**TO DO**
Copy out verbatim the lines of the entries below, starting at the line that contains "body in the image above." and continuing through the final line of the entries.
## START SOURCE MATERIAL
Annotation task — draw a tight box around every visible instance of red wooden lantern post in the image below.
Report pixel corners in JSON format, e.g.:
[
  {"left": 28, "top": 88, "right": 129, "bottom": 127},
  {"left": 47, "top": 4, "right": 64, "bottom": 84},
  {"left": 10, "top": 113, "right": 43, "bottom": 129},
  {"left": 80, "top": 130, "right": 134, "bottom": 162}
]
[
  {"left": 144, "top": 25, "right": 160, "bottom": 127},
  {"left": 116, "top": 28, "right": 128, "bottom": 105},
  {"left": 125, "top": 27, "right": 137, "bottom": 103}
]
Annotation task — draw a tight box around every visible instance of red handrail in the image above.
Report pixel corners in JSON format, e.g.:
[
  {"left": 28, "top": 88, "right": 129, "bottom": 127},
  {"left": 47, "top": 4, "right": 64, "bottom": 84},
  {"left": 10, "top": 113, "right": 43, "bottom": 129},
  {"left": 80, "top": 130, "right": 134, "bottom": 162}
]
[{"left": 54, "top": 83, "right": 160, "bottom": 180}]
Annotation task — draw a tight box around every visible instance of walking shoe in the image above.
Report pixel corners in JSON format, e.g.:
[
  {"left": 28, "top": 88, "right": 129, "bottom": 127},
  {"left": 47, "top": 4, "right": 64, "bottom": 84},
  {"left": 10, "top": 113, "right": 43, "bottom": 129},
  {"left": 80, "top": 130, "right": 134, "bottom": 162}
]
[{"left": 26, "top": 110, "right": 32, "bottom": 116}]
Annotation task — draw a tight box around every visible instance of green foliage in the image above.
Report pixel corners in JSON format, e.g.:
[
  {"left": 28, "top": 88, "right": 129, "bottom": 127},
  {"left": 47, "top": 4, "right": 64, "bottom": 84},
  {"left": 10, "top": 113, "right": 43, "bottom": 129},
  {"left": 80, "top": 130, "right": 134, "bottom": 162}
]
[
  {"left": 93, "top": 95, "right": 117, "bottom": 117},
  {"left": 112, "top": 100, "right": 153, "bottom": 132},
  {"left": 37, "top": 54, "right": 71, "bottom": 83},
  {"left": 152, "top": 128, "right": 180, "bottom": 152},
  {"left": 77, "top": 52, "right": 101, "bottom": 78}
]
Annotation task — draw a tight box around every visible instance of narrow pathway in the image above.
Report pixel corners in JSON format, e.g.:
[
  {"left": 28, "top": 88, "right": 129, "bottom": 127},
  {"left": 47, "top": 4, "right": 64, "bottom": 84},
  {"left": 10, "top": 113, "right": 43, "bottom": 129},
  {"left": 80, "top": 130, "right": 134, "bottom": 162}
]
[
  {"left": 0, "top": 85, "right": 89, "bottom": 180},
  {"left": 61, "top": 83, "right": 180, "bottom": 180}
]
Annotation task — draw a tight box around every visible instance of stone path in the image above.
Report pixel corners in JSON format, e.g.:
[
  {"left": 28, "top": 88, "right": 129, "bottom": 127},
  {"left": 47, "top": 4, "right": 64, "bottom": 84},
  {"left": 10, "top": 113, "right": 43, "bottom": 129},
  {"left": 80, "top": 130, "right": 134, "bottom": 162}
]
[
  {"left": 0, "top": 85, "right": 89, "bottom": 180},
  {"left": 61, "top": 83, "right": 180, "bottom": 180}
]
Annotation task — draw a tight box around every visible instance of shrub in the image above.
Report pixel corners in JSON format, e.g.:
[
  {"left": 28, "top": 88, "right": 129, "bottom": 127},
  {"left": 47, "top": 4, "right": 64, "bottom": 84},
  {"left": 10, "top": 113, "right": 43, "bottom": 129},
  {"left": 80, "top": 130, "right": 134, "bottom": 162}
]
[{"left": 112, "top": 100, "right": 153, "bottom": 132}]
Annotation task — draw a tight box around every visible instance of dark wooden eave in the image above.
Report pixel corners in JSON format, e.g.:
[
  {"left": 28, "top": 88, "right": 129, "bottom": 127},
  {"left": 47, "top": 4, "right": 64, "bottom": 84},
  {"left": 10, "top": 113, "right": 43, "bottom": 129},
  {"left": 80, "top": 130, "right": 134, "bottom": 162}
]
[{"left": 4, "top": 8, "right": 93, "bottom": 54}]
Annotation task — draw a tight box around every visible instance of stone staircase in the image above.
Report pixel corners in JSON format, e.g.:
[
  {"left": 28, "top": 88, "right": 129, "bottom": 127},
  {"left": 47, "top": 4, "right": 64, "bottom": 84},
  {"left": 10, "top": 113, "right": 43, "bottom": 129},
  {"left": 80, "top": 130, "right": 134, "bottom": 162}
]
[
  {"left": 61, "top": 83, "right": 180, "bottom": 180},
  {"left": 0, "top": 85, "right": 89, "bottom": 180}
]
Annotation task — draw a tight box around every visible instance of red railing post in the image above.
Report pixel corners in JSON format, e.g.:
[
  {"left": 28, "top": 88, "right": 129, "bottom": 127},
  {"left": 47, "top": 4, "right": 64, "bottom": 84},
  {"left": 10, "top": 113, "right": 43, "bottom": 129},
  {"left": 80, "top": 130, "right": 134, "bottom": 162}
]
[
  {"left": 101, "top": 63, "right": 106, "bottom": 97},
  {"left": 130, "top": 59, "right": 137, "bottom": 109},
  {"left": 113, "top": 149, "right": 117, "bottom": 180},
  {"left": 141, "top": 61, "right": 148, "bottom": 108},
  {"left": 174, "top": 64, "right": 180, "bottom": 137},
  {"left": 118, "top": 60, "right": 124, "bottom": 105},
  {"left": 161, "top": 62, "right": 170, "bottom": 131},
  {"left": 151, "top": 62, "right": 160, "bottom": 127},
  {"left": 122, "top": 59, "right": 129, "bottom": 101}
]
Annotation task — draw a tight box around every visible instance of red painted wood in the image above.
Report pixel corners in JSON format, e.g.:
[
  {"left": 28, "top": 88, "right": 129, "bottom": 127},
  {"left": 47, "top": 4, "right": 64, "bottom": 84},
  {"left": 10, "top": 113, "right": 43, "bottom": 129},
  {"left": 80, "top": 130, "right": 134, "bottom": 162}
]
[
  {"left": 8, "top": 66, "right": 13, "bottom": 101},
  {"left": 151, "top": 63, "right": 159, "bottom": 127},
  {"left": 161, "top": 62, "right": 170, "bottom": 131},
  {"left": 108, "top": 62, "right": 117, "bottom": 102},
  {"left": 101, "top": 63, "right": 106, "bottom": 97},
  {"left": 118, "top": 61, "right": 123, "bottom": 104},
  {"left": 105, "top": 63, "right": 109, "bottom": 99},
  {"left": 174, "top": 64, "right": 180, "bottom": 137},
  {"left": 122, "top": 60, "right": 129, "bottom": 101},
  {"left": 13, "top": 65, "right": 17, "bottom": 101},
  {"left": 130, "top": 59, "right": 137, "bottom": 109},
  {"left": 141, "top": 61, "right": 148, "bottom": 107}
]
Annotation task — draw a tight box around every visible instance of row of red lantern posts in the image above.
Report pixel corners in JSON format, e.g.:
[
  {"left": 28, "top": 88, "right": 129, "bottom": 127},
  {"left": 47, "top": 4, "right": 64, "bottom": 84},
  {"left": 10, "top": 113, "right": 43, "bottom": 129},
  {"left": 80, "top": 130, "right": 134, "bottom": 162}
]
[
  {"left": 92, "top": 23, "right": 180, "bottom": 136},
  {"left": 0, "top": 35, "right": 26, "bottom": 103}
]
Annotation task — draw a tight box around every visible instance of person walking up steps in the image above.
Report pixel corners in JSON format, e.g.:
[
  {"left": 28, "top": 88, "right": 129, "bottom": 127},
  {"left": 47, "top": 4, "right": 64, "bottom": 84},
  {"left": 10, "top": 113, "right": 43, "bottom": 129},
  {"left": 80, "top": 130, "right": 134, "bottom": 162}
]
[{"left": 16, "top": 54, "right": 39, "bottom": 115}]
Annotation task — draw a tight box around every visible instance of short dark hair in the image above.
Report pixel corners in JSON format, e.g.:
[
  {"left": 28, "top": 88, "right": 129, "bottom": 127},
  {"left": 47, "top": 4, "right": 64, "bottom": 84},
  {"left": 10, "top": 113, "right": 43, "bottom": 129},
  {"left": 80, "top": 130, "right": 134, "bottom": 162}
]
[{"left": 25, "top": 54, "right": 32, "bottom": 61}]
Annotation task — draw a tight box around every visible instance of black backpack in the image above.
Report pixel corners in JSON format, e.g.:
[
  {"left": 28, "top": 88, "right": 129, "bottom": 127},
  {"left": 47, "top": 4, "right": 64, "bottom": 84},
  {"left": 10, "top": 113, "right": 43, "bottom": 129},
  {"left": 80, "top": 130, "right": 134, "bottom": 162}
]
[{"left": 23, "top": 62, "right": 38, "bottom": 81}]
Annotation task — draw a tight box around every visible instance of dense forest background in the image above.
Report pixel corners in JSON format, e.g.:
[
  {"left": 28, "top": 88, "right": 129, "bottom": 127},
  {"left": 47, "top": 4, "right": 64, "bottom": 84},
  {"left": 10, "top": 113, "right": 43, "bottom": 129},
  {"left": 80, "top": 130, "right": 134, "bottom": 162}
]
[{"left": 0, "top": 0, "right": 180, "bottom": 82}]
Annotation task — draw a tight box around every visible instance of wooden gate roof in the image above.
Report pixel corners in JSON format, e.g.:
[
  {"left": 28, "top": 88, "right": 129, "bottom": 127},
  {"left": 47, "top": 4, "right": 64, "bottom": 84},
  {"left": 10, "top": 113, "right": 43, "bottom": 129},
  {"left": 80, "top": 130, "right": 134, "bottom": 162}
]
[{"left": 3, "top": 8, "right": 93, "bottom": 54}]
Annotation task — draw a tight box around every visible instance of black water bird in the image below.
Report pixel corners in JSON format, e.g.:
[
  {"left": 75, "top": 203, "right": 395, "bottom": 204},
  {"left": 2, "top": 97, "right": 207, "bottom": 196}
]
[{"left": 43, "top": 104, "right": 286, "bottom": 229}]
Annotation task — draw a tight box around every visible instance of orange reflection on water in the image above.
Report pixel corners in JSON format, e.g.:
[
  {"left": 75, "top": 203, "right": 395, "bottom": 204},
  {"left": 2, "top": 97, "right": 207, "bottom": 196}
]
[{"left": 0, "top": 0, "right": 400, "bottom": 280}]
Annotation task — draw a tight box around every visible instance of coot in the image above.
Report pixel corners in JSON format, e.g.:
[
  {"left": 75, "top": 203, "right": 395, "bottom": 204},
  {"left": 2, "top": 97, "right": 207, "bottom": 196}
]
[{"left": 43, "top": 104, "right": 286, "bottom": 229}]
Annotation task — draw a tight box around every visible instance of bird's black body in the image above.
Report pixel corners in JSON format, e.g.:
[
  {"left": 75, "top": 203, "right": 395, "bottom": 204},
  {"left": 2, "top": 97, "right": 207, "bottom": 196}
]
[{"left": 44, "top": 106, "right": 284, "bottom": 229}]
## END SOURCE MATERIAL
**WRITTEN REPLY**
Annotation task — draw a tight box around every visible instance of bird's black body in the image above.
Report pixel corners in JSON format, e.g.:
[
  {"left": 75, "top": 203, "right": 395, "bottom": 204},
  {"left": 2, "top": 97, "right": 207, "bottom": 196}
]
[{"left": 44, "top": 106, "right": 284, "bottom": 229}]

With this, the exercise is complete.